WHAT YOU WILL DO
Would you print the records as they stand, down to the last character?

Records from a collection
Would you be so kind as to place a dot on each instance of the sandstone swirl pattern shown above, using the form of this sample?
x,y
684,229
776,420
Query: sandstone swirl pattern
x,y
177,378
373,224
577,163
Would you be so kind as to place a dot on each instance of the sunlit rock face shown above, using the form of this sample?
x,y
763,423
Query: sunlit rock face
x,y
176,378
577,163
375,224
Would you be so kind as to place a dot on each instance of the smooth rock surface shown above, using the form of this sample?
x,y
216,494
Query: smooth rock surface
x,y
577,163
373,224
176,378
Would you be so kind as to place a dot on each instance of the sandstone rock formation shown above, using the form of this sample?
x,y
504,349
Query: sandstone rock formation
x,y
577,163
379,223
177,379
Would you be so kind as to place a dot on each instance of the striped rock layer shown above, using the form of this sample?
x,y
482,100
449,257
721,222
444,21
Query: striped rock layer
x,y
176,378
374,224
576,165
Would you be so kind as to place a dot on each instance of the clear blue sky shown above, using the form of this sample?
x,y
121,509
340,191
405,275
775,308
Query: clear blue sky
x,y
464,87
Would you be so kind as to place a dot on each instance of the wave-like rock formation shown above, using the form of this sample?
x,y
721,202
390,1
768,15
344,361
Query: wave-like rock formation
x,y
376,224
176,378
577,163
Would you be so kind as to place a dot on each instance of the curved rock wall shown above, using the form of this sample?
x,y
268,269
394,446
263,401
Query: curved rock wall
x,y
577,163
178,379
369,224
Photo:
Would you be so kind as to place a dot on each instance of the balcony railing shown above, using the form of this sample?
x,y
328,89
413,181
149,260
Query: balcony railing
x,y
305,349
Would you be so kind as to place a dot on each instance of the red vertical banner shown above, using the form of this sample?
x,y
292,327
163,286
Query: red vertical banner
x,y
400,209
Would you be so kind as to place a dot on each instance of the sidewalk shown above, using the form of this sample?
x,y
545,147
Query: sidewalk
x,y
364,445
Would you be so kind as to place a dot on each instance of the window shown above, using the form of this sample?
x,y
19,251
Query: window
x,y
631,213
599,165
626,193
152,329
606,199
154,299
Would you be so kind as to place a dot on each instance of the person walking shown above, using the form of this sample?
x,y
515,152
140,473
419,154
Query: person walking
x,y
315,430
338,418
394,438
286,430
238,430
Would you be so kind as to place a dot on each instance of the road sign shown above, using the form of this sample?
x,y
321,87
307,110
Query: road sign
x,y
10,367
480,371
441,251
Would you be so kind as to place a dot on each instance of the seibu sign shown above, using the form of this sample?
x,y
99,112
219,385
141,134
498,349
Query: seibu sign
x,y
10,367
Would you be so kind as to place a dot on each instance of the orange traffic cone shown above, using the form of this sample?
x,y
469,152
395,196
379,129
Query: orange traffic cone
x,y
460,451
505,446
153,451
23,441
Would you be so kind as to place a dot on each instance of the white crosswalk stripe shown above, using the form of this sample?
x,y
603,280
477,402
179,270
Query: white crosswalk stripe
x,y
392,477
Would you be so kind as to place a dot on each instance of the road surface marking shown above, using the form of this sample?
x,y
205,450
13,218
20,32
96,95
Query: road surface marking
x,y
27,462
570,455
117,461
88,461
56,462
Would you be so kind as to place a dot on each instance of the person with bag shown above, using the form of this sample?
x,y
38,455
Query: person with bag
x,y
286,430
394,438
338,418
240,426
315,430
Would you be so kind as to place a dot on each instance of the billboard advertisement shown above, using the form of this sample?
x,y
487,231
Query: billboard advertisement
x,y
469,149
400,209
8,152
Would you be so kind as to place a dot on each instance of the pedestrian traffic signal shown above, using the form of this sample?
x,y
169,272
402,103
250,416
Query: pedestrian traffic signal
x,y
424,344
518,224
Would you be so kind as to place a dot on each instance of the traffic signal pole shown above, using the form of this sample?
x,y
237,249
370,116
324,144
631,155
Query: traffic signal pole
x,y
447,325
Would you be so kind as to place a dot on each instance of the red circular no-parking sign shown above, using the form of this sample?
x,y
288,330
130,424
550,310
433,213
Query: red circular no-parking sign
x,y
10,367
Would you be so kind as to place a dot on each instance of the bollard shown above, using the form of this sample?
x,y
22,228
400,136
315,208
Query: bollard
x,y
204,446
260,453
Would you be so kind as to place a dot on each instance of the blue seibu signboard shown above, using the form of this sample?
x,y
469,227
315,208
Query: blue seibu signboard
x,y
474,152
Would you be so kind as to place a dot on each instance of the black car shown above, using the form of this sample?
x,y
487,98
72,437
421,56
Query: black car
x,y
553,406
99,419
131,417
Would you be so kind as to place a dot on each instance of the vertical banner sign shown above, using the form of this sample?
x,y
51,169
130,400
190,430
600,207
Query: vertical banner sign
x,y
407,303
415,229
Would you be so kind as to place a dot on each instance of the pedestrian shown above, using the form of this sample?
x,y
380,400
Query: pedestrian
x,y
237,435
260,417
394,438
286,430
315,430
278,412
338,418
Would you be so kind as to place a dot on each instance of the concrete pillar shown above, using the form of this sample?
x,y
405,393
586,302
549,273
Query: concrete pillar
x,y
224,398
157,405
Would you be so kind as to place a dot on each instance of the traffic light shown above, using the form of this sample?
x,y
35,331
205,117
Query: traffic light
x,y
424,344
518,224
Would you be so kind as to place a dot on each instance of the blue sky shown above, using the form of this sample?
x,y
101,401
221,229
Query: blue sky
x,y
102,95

SOLUTION FOR THIS TASK
Would you be so kind as to place a dot on each instance of the sandstone swirl pattern shown above, using the form of this sample?
x,y
684,229
776,420
Query: sandstone swirl pattern
x,y
177,378
373,224
577,163
Would you be so kind as to place a dot on each instance of the sunlit rock face shown above, using the form of this sample?
x,y
763,423
Query: sunlit rock face
x,y
176,378
577,163
375,224
Would you be so kind as to place a dot on each instance of the smooth rock surface shown above, using the form of this sample?
x,y
216,494
Query: smooth rock surface
x,y
577,163
373,224
176,378
Would you be so kind as to place a dot on each instance of the sandstone rock formation shown above, using the form of this sample?
x,y
504,349
Query: sandstone rock formation
x,y
577,163
379,223
177,379
Would you be so kind as to place a dot on each instance of the striped rock layer shown above, using the form of this sample?
x,y
482,100
449,257
721,222
444,21
Query: striped rock layer
x,y
176,378
374,224
576,165
Would you be so kind as to place a dot on each instance of the clear blue sky shown above, using the form of this sample?
x,y
121,509
340,191
405,275
775,308
Query: clear blue sky
x,y
464,87
Would you be so kind as to place a dot on each instance of the wave-like rock formation shown above, using the form of this sample?
x,y
721,202
390,1
768,15
344,361
Query: wave-like rock formation
x,y
376,224
176,378
577,163
Would you be so kind as to place a dot on each instance of the curved rock wall shown above, using the form of this sample?
x,y
268,269
394,446
263,401
Query: curved rock wall
x,y
577,163
178,379
369,224
Photo:
Would you be so kind as to place a dot on each instance of the balcony railing shown above, using the form of this sample?
x,y
328,89
413,181
149,260
Query: balcony railing
x,y
305,349
Would you be so kind as to place a dot on each instance of the red vertical banner shown above, using the form of this sample?
x,y
292,327
163,286
Query: red vertical banner
x,y
400,209
Would you be so kind as to place a dot on each instance of the sidewalk shown above, using the form of this sample?
x,y
545,147
Query: sidewalk
x,y
364,445
Would you be so kind as to place a dot on each instance of the window shown above, using the form of this sample?
x,y
19,251
Query: window
x,y
631,213
599,165
626,193
152,329
606,199
154,299
Would you be so kind as to place a dot on each instance of the person walking shown above, using the form of this sample?
x,y
515,152
140,473
419,154
Query: person walking
x,y
315,430
338,418
394,438
286,430
238,430
Would you be so kind as to place a dot on each instance of the road sign shown above, using the form of this sample?
x,y
321,87
307,110
Query: road sign
x,y
10,367
480,371
441,251
Would you be so kind as to place a dot on each instance of the seibu sign shown above, using the form of this sample?
x,y
99,112
219,385
141,134
498,349
Query: seibu sign
x,y
10,367
Would you be so kind as to place a dot on each instance of the orange traffic cone shown above, using the form of this sample?
x,y
469,152
395,196
379,129
Query: orange traffic cone
x,y
460,451
505,446
153,451
23,441
Would you be so kind as to place a dot on each instance of the white crosswalk stripe shown above, using the form of this sample?
x,y
603,280
477,402
179,270
Query: white crosswalk stripe
x,y
392,477
Would you be so kind as to place a dot on each instance of the road surface marking shown above, using the form of this sample?
x,y
205,450
13,218
20,32
96,95
Query: road surface marking
x,y
27,462
570,455
117,461
88,461
56,462
Would you be so kind as to place a dot on each instance of the person with bag shown above, using the form of this sample?
x,y
38,455
Query: person with bag
x,y
286,430
394,438
338,418
240,426
315,430
Would you be so kind as to place a dot on each instance of the billboard advertisement shown above, using the form of this sample?
x,y
487,231
Query: billboard advertisement
x,y
469,149
400,209
8,152
Would you be so kind as to place a dot on each instance of the pedestrian traffic signal shown above, using the form of this sample?
x,y
169,272
402,103
250,416
Query: pedestrian traffic signal
x,y
424,344
518,224
Would you be so kind as to place a dot on each instance of the traffic signal pole shown above, using the form of this sample?
x,y
237,249
370,116
324,144
631,155
Query: traffic signal pole
x,y
447,325
Would you be so kind as to place a dot on each instance of the red circular no-parking sign shown above, using the form of this sample?
x,y
288,330
130,424
550,310
433,213
Query: red circular no-parking sign
x,y
10,367
Would you be so kind as to place a dot on each instance of the bollard shown above, using the form of this sample?
x,y
22,228
400,136
315,208
Query: bollard
x,y
204,446
260,453
Would you be so kind as to place a dot on each instance of the blue seibu signboard shown above, using the form of this sample?
x,y
469,227
315,208
Query: blue seibu signboard
x,y
474,152
Would you be so kind as to place a dot on each instance of the black car shown above, using the form of this sample?
x,y
487,98
72,437
421,56
Query: black car
x,y
553,406
99,419
131,417
Would you be so kind as to place a dot on each instance of the vertical banner sign shown above, using the form of this sample?
x,y
51,169
130,400
190,430
600,207
Query: vertical banner sign
x,y
407,303
415,229
Would you be so kind as to place a dot on each instance of the pedestrian shown above, using the form of this sample?
x,y
380,400
Query: pedestrian
x,y
237,435
260,417
394,438
286,430
315,430
278,412
338,418
Would you be so kind as to place a dot on each instance of the concrete pillar shown above, using the form of this sample?
x,y
405,393
586,302
549,273
Query: concrete pillar
x,y
224,398
157,405
Would you be so kind as to place a dot on each instance of the traffic light shown above, using the form of this sample?
x,y
35,331
205,117
Query: traffic light
x,y
424,344
518,224
Would you be so kind as to place a dot on each instance of the blue sky shown above, using the form of this sample?
x,y
101,401
221,229
Query: blue sky
x,y
102,95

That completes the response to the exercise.